+++ DATA EXCERPTS +++

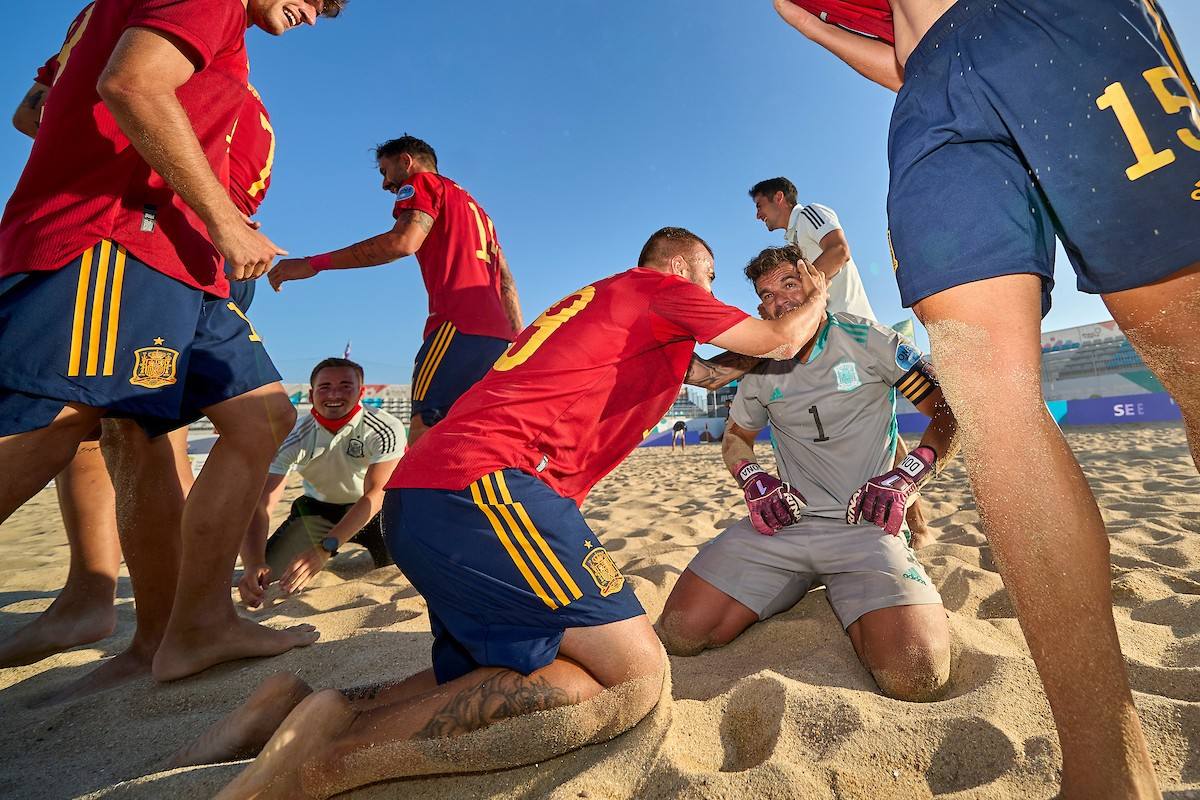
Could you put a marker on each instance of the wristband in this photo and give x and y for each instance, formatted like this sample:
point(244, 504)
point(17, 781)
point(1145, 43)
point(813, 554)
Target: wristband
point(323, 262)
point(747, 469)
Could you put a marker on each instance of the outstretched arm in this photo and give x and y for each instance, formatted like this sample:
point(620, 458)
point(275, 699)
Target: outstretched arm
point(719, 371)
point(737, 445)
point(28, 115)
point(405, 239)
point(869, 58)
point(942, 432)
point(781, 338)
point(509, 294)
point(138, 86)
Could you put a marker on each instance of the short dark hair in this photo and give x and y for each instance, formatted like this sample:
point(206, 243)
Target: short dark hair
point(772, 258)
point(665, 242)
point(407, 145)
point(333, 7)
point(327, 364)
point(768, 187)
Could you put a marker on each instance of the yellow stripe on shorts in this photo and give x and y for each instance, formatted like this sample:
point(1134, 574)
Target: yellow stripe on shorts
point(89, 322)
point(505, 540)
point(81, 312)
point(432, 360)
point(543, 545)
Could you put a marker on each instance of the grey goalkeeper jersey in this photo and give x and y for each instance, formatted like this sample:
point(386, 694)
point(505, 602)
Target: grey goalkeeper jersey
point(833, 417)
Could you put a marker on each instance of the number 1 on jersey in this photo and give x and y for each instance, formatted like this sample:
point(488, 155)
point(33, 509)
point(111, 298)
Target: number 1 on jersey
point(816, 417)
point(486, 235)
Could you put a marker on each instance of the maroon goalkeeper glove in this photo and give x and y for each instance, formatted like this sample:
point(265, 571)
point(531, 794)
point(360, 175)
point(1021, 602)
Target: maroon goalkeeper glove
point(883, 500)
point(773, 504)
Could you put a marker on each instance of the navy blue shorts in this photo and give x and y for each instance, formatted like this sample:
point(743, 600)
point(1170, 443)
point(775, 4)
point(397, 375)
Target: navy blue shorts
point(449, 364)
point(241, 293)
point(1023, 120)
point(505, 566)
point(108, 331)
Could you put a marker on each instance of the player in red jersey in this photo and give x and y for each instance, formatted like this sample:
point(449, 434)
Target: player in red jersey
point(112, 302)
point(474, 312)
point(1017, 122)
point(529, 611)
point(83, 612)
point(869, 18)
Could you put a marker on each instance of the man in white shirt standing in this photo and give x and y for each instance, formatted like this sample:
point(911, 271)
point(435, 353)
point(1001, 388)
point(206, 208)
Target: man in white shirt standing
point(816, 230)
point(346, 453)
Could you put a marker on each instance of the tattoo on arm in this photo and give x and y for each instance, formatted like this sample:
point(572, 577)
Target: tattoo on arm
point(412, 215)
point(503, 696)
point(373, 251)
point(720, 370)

+++

■ WHAT NEEDS TO BE DONE: How many lines in the records contain the word "photo"? Reply with that number only.

■ YOUR RESPONSE: 11